THE REQUEST.
Update the records below so that every "Drop a marker on" becomes "Place a marker on", and leave all other text unchanged.

PROVIDED DATA.

= = = = =

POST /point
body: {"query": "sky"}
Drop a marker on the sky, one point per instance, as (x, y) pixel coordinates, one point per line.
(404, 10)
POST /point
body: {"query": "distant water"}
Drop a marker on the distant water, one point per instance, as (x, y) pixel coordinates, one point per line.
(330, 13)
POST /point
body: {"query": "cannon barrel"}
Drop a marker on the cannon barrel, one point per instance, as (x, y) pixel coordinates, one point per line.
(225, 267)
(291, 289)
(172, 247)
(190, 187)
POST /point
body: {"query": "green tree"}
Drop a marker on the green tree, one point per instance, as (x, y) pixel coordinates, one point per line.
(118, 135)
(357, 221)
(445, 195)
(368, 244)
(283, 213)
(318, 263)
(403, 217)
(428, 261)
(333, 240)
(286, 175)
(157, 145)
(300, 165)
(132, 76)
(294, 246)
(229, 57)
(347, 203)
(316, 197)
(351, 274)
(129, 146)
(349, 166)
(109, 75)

= = = = =

ANSWER TO THIS PROBLEM.
POST /point
body: {"query": "sky"}
Place a marker on the sky, one point per instance, as (x, y) pixel coordinates, one point per line.
(404, 10)
POST /point
body: {"query": "distant water"}
Place a marker on the distant water, one point per instance, as (x, y) pixel coordinates, one point per line.
(330, 13)
POST /point
body: {"query": "cannon barrel"}
Place a marker on the cannon barrel, one point per instance, as (x, y) pixel coordinates, one point per line.
(225, 267)
(291, 289)
(172, 247)
(190, 187)
POST /point
body: {"query": "green tree"}
Place a marker on the green tree, one point per instance, as (x, y) pixel coordinates, one point per line.
(118, 135)
(357, 221)
(445, 195)
(368, 244)
(283, 213)
(318, 263)
(403, 217)
(428, 261)
(333, 240)
(286, 175)
(157, 145)
(300, 165)
(132, 76)
(294, 246)
(229, 57)
(347, 203)
(316, 197)
(351, 274)
(129, 146)
(349, 166)
(109, 75)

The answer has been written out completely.